━━━ DATA EXTRACT

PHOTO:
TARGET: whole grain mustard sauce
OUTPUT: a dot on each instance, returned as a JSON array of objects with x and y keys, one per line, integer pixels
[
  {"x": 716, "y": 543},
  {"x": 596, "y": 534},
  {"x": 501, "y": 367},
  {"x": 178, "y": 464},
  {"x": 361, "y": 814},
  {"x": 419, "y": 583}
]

━━━━━━
━━━ DATA EXTRACT

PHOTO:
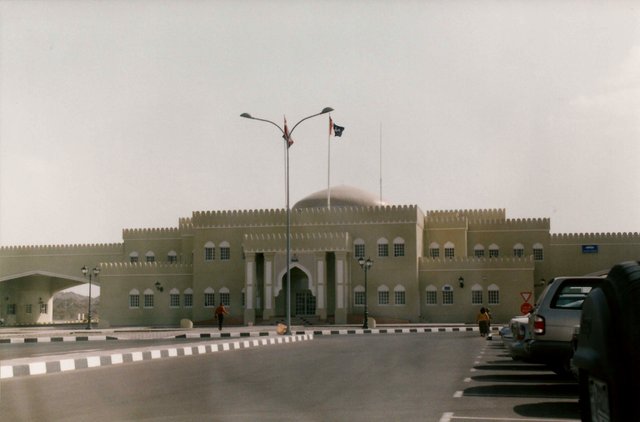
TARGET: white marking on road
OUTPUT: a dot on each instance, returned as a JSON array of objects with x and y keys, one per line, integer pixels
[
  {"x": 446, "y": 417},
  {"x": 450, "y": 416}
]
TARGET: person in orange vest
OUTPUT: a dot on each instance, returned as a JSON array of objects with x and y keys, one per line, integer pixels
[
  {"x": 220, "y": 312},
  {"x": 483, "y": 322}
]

━━━━━━

**REQUEST:** Identify each line in the records above that contains the string "TARGET", and copy those lines out in full.

**EXPECTED ANSWER:**
TARGET: whole grain mustard sauce
TARGET: white marking on road
TARGET: person in orange vest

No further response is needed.